Excerpt to read
- Opening Delimiter -
Nonetheless, Hamburg fought back. City flak defenses were jammed by Window but still fired off 50,000 rounds. Traugott Bauer-Schlichtgeroll of the 267th Heavy Flak Battalion was dismayed that his radar had gone crazy. As the other defenders blazed away anyway, the 17-year-old gunner looked uneasily at the blood-red sky over Hamburg.
Whole neighborhoods were going up in flame. The Rathaus, the Nikolaikirche, the central police station and the telephone exchange were all gone. So was the Ufa-Palast cinema. Helpless firefighters stood by, unable to save the great theater because armor-piercing bombs had burrowed through the streets and sliced the water mains.
Police later estimated 1,500 dead, many more injured and thousands homeless. The RAF had dropped 184 flares, 263 target indicators, 1,346 tons of high explosives and 938 tons of incendiaries.
Overhead, the last bomber to fly over the burning city that night, a Halifax of No. 102 Squadron, turned for home at 1:55 a.m. Flight Sergeant E.M. Cartwright said the RAF crews could see the fires of Hamburg behind them for much of their flight home.
The return trip was fairly easy. The crews dumped more Window bundles. One Lancaster flew over flak at Cuxhaven and was brought down. Another was caught by a lone German fighter. The bombers started landing at 3:19 a.m., and the final plane, a Canadian bomber, came in at 5:15 a.m. Only 12 bombers were lost. Eighty RAF crewmen were dead, and seven had been captured.
In Hamburg, the sirens warbled the all-clear signal at 3:02 a.m., and citizens trooped out to the streets to find Window strips blowing around. They also found scenes of horror. Otto Mahncke saw sailors rescuing people from a burning house, passing them from balcony to balcony. Suddenly the house collapsed, and everyone fell into the ruins.
- Closing Delimiter -
Apply what you read
**a)** Answer these questions using the Hamburg raid passage, answering each on its own line and marking each answer like its question:
(i) How many rounds did Hamburg's flak defenses fire off?
(ii) How many bombers were lost?
(iii) At what time did the sirens in Hamburg sound the all-clear?
**b)** Echo the part of the Hamburg raid passage between "Police later estimated" and "had been captured.", inclusive, without changing a word.

Entries shown
- Opening Delimiter -
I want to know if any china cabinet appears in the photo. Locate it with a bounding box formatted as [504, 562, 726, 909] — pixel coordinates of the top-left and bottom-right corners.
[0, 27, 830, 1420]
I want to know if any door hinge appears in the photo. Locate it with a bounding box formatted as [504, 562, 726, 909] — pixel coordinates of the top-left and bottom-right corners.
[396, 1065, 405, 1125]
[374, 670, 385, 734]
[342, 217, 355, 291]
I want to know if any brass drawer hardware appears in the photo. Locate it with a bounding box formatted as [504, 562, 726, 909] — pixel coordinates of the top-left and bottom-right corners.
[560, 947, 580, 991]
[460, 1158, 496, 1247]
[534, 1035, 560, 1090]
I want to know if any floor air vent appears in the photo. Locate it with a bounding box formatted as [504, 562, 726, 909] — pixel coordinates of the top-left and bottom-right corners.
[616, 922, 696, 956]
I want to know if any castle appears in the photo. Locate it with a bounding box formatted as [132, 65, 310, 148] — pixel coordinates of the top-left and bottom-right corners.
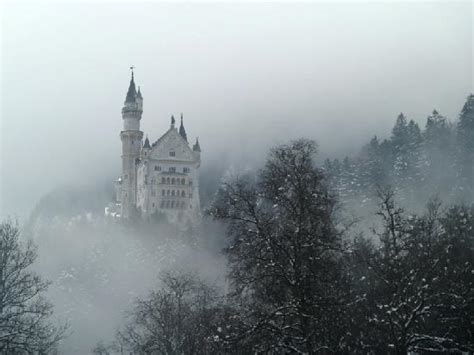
[112, 70, 201, 223]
- Closing Delimiter -
Replies
**a)**
(i) 50,000 rounds
(ii) 12 bombers
(iii) 3:02 a.m.

**b)**
Police later estimated 1,500 dead, many more injured and thousands homeless. The RAF had dropped 184 flares, 263 target indicators, 1,346 tons of high explosives and 938 tons of incendiaries.
Overhead, the last bomber to fly over the burning city that night, a Halifax of No. 102 Squadron, turned for home at 1:55 a.m. Flight Sergeant E.M. Cartwright said the RAF crews could see the fires of Hamburg behind them for much of their flight home.
The return trip was fairly easy. The crews dumped more Window bundles. One Lancaster flew over flak at Cuxhaven and was brought down. Another was caught by a lone German fighter. The bombers started landing at 3:19 a.m., and the final plane, a Canadian bomber, came in at 5:15 a.m. Only 12 bombers were lost. Eighty RAF crewmen were dead, and seven had been captured.